→ **TASK DIRECTIONS**
List every line of the listing that contains the string "chimney", matching case exactly.

→ **SUPPLIED INFORMATION**
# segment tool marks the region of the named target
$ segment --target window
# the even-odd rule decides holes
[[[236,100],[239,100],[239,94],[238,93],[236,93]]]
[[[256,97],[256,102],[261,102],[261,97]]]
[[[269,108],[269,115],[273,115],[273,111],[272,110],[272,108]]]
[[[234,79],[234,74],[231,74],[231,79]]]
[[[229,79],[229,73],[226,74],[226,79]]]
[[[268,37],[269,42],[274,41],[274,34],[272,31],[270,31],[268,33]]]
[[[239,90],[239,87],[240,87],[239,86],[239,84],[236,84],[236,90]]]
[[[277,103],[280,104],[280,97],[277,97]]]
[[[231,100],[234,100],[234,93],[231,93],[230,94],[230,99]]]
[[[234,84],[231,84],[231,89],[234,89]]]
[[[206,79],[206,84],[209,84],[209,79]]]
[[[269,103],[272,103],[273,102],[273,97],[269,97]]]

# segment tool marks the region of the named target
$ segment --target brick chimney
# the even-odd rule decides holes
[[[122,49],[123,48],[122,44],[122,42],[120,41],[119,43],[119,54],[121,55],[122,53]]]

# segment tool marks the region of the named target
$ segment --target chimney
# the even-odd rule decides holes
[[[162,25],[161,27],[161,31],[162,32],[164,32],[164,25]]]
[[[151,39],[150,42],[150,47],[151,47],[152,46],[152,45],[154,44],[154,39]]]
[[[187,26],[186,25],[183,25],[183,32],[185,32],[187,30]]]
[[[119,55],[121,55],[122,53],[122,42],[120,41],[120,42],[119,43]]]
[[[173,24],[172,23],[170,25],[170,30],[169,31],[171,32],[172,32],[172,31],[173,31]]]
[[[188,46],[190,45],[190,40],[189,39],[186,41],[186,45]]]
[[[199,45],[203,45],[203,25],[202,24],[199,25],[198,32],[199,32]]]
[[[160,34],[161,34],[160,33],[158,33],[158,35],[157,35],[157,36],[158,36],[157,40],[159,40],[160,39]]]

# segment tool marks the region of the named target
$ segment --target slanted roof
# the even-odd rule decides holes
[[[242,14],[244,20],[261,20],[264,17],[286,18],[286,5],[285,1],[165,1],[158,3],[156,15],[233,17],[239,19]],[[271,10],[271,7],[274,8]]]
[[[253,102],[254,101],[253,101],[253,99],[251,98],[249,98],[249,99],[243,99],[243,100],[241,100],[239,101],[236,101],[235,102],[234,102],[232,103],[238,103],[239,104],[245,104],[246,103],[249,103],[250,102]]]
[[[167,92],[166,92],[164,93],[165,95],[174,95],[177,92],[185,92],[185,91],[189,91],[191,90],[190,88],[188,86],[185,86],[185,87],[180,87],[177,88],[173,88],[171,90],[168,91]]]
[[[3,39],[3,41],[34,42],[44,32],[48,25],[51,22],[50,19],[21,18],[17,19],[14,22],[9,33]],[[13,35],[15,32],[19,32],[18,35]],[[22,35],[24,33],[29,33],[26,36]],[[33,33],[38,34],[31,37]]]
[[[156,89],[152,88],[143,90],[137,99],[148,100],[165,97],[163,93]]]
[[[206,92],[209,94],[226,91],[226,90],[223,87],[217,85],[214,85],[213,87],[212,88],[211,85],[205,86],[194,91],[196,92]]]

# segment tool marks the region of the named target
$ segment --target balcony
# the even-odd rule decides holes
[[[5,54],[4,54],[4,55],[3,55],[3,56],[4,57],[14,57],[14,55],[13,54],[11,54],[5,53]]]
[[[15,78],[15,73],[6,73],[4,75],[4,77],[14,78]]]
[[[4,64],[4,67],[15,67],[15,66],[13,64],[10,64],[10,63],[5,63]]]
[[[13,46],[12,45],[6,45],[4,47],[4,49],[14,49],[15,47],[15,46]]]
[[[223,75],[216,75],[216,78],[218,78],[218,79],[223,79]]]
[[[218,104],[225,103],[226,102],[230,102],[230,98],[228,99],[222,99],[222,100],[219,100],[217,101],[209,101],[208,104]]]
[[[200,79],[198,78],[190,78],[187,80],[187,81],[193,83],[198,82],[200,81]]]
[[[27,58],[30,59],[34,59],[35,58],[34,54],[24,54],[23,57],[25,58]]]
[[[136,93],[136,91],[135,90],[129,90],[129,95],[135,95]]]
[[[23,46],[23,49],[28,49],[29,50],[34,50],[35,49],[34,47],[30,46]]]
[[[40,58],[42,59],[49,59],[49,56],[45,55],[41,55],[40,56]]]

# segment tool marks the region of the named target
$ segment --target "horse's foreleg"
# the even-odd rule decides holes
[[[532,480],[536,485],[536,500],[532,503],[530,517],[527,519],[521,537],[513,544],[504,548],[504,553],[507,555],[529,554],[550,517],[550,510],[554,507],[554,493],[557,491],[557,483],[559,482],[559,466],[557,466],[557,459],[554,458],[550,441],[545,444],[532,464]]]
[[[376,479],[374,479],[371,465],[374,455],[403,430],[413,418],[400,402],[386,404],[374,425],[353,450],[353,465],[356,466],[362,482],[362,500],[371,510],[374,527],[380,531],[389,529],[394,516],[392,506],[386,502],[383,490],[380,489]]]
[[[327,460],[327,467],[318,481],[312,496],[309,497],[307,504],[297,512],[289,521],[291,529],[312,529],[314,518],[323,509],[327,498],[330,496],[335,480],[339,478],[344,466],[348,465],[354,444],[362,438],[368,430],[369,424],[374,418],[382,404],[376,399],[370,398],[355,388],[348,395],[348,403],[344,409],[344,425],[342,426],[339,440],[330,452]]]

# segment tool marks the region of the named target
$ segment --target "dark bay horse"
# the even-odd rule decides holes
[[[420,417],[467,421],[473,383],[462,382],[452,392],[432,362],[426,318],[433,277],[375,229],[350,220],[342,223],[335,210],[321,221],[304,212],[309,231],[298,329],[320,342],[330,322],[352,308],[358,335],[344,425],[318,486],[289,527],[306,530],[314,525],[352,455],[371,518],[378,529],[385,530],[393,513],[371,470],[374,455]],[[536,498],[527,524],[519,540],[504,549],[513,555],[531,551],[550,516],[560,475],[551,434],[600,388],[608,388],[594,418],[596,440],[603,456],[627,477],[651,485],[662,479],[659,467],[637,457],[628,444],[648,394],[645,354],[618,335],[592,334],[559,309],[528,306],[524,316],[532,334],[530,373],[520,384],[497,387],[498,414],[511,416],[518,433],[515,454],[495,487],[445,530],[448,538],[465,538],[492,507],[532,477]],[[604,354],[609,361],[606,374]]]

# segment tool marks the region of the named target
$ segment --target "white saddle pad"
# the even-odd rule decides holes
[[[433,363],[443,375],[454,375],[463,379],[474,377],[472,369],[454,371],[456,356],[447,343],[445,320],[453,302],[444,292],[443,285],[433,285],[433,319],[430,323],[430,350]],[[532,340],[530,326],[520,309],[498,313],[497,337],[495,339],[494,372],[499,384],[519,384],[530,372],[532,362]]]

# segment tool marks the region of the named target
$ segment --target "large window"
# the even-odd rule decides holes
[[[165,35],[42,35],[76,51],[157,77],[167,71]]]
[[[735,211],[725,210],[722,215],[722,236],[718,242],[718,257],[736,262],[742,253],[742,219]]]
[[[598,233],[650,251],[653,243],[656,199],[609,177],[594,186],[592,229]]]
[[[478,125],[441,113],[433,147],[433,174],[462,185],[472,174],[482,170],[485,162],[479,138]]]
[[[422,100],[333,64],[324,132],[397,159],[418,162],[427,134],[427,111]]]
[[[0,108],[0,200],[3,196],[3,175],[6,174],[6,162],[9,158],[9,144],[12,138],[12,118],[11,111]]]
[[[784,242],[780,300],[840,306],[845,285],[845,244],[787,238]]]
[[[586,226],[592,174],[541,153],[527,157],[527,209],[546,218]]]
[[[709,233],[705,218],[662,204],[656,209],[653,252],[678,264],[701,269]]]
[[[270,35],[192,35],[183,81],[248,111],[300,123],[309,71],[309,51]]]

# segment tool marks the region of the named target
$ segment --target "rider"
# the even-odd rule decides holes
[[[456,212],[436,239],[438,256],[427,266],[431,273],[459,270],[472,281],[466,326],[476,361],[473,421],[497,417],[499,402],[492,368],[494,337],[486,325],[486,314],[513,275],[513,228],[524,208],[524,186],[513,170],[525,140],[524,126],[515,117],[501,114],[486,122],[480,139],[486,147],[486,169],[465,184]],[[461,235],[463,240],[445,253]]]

→ **SOLUTION TO THIS PROBLEM**
$ segment --target brick chimney
$ segment --target chimney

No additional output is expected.